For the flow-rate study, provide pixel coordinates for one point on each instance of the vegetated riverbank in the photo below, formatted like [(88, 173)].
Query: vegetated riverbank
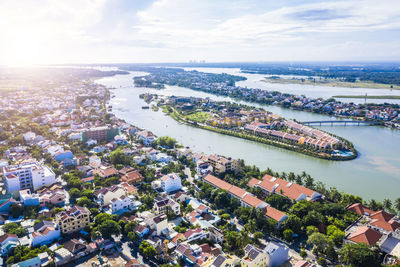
[(171, 111), (368, 96), (330, 82)]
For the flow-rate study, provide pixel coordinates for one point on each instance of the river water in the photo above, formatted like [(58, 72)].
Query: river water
[(314, 91), (374, 174)]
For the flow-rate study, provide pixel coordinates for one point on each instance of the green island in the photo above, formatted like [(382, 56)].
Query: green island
[(369, 96), (331, 82), (257, 125)]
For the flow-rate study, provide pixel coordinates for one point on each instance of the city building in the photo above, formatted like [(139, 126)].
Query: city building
[(171, 182), (254, 257), (32, 175), (44, 233), (103, 133), (73, 220)]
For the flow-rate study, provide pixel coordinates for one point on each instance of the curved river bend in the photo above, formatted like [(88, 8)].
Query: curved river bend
[(374, 174)]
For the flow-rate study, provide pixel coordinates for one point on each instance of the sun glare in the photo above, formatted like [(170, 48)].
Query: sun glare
[(26, 46)]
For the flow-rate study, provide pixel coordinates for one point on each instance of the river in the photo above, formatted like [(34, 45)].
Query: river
[(374, 174), (314, 91)]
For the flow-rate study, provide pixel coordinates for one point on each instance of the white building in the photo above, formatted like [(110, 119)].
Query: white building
[(122, 203), (95, 161), (105, 195), (32, 175), (278, 254), (147, 137), (29, 136), (171, 182)]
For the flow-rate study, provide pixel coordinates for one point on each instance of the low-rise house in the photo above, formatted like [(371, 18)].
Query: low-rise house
[(254, 257), (106, 172), (158, 223), (171, 182), (45, 232), (364, 235), (215, 235), (164, 204), (33, 262), (63, 256), (122, 204), (278, 254), (73, 220), (106, 194), (132, 177), (293, 191), (7, 243), (77, 247), (147, 137)]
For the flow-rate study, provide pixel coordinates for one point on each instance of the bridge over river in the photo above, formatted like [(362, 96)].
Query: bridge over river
[(341, 122)]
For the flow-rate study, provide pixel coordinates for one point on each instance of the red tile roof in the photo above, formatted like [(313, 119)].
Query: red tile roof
[(252, 200), (381, 215), (273, 213), (359, 209), (217, 182), (365, 235)]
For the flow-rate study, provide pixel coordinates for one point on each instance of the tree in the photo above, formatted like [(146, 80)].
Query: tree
[(397, 204), (84, 202), (14, 228), (311, 229), (279, 202), (147, 250), (167, 141), (74, 193), (320, 242), (288, 235), (292, 222), (359, 255), (88, 193), (130, 226), (100, 218), (108, 228), (314, 218), (335, 234), (16, 210)]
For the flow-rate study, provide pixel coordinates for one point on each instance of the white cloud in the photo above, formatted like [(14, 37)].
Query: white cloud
[(178, 30)]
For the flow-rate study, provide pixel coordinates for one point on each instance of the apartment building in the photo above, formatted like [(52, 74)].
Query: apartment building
[(73, 220), (102, 133), (32, 175)]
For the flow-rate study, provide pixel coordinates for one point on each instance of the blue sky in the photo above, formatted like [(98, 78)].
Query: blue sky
[(102, 31)]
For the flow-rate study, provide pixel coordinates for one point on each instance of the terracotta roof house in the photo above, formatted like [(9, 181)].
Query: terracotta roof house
[(365, 235), (275, 214), (291, 190), (133, 177), (360, 209)]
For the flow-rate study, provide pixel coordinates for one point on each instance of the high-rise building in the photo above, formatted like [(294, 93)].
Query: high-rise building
[(32, 175), (103, 133)]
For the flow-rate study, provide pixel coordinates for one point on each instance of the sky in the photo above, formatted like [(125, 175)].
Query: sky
[(129, 31)]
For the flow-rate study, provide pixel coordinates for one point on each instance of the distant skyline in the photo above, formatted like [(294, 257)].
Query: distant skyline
[(129, 31)]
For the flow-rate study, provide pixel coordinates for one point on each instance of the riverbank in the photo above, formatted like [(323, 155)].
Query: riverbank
[(173, 113), (331, 83), (368, 96)]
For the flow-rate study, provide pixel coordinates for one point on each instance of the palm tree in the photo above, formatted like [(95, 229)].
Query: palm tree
[(387, 204), (397, 204)]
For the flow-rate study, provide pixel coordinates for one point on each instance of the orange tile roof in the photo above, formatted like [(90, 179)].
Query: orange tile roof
[(237, 191), (273, 213), (365, 235), (253, 182), (391, 226), (382, 215), (252, 200), (217, 182), (359, 209)]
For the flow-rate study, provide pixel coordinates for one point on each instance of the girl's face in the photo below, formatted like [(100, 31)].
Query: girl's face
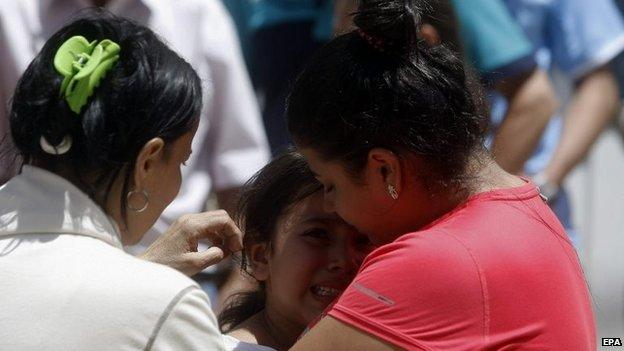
[(313, 257)]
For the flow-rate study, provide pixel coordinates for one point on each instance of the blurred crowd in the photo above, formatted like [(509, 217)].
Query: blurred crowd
[(551, 72)]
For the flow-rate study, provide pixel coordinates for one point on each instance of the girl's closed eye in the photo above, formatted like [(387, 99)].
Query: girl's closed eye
[(317, 235)]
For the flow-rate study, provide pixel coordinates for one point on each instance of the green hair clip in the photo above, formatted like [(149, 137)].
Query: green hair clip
[(83, 65)]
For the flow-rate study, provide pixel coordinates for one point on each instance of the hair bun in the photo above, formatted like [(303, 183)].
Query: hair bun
[(393, 22)]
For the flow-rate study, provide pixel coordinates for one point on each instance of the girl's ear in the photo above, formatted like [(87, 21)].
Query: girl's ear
[(259, 257)]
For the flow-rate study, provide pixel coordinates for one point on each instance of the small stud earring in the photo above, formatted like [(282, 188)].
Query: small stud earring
[(392, 192)]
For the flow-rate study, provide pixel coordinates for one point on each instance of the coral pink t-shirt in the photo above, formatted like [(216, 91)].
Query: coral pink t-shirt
[(496, 273)]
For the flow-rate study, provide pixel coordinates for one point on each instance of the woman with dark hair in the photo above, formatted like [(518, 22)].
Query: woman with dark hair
[(301, 256), (470, 257), (103, 119)]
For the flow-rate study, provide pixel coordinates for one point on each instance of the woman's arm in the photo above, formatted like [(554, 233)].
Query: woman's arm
[(332, 334)]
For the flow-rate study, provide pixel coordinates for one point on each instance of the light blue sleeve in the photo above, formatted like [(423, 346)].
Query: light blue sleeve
[(584, 34), (490, 35)]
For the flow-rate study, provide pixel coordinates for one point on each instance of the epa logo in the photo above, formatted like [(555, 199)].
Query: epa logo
[(611, 342)]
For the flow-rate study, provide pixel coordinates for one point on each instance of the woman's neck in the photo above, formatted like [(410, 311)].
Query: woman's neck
[(489, 176)]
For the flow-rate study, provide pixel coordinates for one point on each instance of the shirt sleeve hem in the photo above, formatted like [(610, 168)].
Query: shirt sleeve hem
[(358, 321)]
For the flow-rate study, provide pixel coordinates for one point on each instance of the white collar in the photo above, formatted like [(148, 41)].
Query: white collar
[(37, 201)]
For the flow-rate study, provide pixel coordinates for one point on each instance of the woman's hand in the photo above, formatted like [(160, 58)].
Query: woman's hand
[(177, 248)]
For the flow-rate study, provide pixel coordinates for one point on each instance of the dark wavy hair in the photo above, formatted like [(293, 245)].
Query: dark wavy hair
[(267, 196), (402, 95), (150, 92)]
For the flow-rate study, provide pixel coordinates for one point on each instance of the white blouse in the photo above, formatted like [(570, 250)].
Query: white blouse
[(66, 283)]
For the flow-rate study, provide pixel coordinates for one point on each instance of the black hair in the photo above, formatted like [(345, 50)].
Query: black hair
[(402, 95), (149, 92), (265, 199), (442, 16)]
----
What this task involves: Reproduce the entire listing above verbatim, from its first line through its last, and leave out the pictures.

Answer for the task:
For the flow-rate study, provide pixel coordinates for one point on each instance of the vegetated riverbank in the photo below, formatted like [(88, 173)].
Query: vegetated riverbank
[(171, 111), (368, 96), (330, 82)]
For the flow-rate study, provide pixel coordinates for one point on each instance of the river water in the photo above, formatted like [(58, 72)].
Query: river water
[(314, 91), (374, 174)]
For the flow-rate study, provide pixel coordinates for one point on each instance of the green island in the photo above, formatted like [(382, 56)].
Query: green island
[(369, 96), (331, 82), (257, 125)]
For the flow-rate study, provide pixel coordinates for one point on each instance of the city building in the photo above, formatted like [(139, 126)].
Query: city building
[(171, 182), (254, 257), (32, 175), (44, 233), (103, 133), (73, 220)]
For the flow-rate study, provide pixel coordinates for one point on each instance of the curved river bend in the photo above, formatted like [(88, 8)].
Query: curved river bend
[(374, 174)]
For the flow-rate study, provide pixel coordinates for one point on each instance of the sun glare in the photo above, formatted like [(170, 48)].
Query: sun glare
[(26, 46)]
For the flow-rate study, provide pixel coordinates for one point on each instance of the river in the photo above, formatted like [(34, 45)].
Query: river
[(374, 174), (314, 91)]
For the flow-rate study, provide pixel coordinates for one point on each instance of the white building in the photo above, formatted like [(110, 119)].
Query: white building
[(122, 203), (95, 161), (105, 195), (32, 175), (278, 254), (147, 137), (29, 136), (171, 182)]
For the flow-rate study, provide pixel coordinates for one point on each instance of the low-rise house in the photo above, formatted like [(371, 18)].
Query: low-rise house
[(254, 257), (106, 172), (158, 223), (171, 182), (45, 232), (364, 235), (215, 235), (164, 204), (33, 262), (63, 256), (122, 204), (278, 254), (73, 220), (106, 194), (132, 177), (293, 191), (7, 243), (77, 247), (147, 137)]
For the flow-rate study, provide pixel coordinates for one point on each instance of the bridge over river in the photo above, formatted like [(362, 96)].
Query: bridge over river
[(341, 122)]
For the flow-rate study, provide pixel coordinates for one point on each instance of the red tile roof in the photo above, formatted like [(313, 119)].
Query: red tile roof
[(252, 200), (381, 215), (273, 213), (359, 209), (217, 182), (365, 235)]
For the flow-rate study, provide pixel coordinates for one point on each instance of the tree in the photo above, formatted like [(146, 80)].
Query: tree
[(397, 204), (84, 202), (14, 228), (311, 229), (279, 202), (147, 250), (167, 141), (74, 193), (320, 242), (288, 235), (292, 222), (359, 255), (88, 193), (130, 226), (100, 218), (108, 228), (314, 218), (335, 234), (16, 210)]
For the flow-rate study, provide pixel coordinates for one point on each instance of the white cloud in the photo above, formatted like [(14, 37)].
Query: white cloud
[(178, 30)]
For the flow-rate study, provide pixel coordinates for one point on each instance of the apartment building in the photo above, formatted like [(52, 74)].
Query: apartment building
[(73, 220), (102, 133), (32, 175)]
For the flow-rate study, provide pixel coordinates for one point on each instance of the blue sky in the photo above, formatted like [(98, 78)].
Query: blue sky
[(102, 31)]
For the flow-rate study, provide pixel coordinates for one point on each instance of the terracotta roof house in the photo above, formatted like [(9, 181)].
Query: terracotta roof house
[(365, 235), (275, 214), (291, 190), (133, 177), (360, 209)]
For the flow-rate study, provide pixel coordinates for one point on each instance of the high-rise building in the photo above, formatted like [(294, 93)].
Query: high-rise building
[(32, 175), (103, 133)]
For the flow-rate study, provide pixel coordinates for one point on each instance of the sky in the photo above, formatted like [(125, 175)].
Query: sky
[(129, 31)]
For the flow-rate study, provide pixel coordinates for one point on each instance of the distant skyline in the photo above, formatted like [(294, 257)].
Query: distant skyline
[(129, 31)]
For the flow-rate study, provide pixel coordinates for one point on each instance of the riverbank in the photo above, formatted like [(323, 155)].
Query: riverbank
[(173, 113), (331, 83), (368, 96)]
For the flow-rate study, provide pixel coordinates for one point on each instance of the palm tree in the photo above, formatted like [(95, 229)].
Query: palm tree
[(387, 204), (397, 204)]
For the flow-rate study, provide pixel coordinates for one point on each instance of the orange tile roof in the photo above, formatted like [(90, 179)].
Query: orange tile roof
[(237, 191), (273, 213), (365, 235), (253, 182), (391, 226), (382, 215), (252, 200), (217, 182), (359, 209)]
For the flow-rate study, provide pixel coordinates for one point on each instance of the girl's face in the photo below, formatted like [(100, 31)].
Query: girl's face
[(313, 257)]
For the flow-rate study, provide pixel coordinates for one point on each instance of the blurred crowd in the photo above, formatted like [(509, 217)].
Query: blurred crowd
[(551, 72)]
For the flow-rate study, provide pixel coordinates for one point on each instance of the girl's closed eye in the photo above, formatted like [(387, 99)].
Query: girl's closed eye
[(317, 235)]
For the flow-rate study, provide pixel coordinates for one point on each instance of the green hair clip in the photo above, formatted like [(149, 137)].
Query: green hair clip
[(83, 65)]
For the flow-rate study, provide pixel coordinates for one point on each instance of the hair bun in the photo above, formatted like [(303, 183)].
Query: hair bun
[(393, 22)]
For the flow-rate study, provide pixel coordinates for one point on each instance of the girl's ear in the photo above, formatted like [(87, 21)].
Query: girl's ear
[(259, 257)]
For the flow-rate study, provide pixel coordinates for one point on each instance of the small stud earring in the photo above, formatted like [(282, 188)].
Query: small stud earring
[(392, 192)]
For the flow-rate study, provide pixel coordinates for one point on each instance of the coral pink t-shirt in the photo above, formatted like [(216, 91)].
Query: coral pink t-shirt
[(496, 273)]
For the flow-rate study, provide pixel coordinates for one point on each instance of the woman with dark hair in the photo above, formatted like [(518, 22)].
Query: woman with dark hair
[(301, 256), (470, 257), (103, 119)]
For the flow-rate study, provide pixel coordinates for one point on each instance of the woman's arm in the photo above, formatted like [(554, 233)].
Query: woman's arm
[(332, 334)]
For the flow-rate study, provide pixel coordinates for one point on each instance of the light blue sleeve in the photo above, formatted like [(423, 346)].
Query: light blue sleeve
[(584, 34), (490, 35)]
For the flow-rate study, provide pixel coordinates for one point on each instance of the epa logo in the photo above, formatted like [(555, 199)].
Query: epa logo
[(611, 342)]
For the flow-rate study, provide pixel coordinates for one point on each instance of the woman's neck in the photo above, formatted like [(410, 311)].
Query: woman's neck
[(489, 176)]
For the flow-rate study, provide pixel coordinates for one point on each instance of the shirt sleeve hem in the photo above, formatted like [(610, 168)].
Query: shirt sleeve hem
[(358, 321)]
For the flow-rate study, provide pixel coordinates for one point on each instance of the white collar in the photo above, formatted like [(148, 41)].
Query: white collar
[(37, 201)]
For the flow-rate study, provide pixel coordinates for one point on each instance of the woman's hand in the photo above, formatted like [(160, 58)].
Query: woman's hand
[(177, 248)]
For the flow-rate study, provide pixel coordinates for one point on each instance of the dark wavy hair in the photo above, formatted like [(293, 245)].
Query: dark wavy hair
[(267, 196), (402, 95), (150, 92)]
For the flow-rate study, provide pixel coordinates for one point on each instance of the white blouse in the photo above, formatted like [(570, 250)].
Query: white blouse
[(66, 283)]
For the flow-rate study, provide pixel coordinates for one point on each instance of the black hair in the photo above, formatted like [(345, 50)].
Query: black hair
[(402, 95), (149, 92), (265, 199), (442, 16)]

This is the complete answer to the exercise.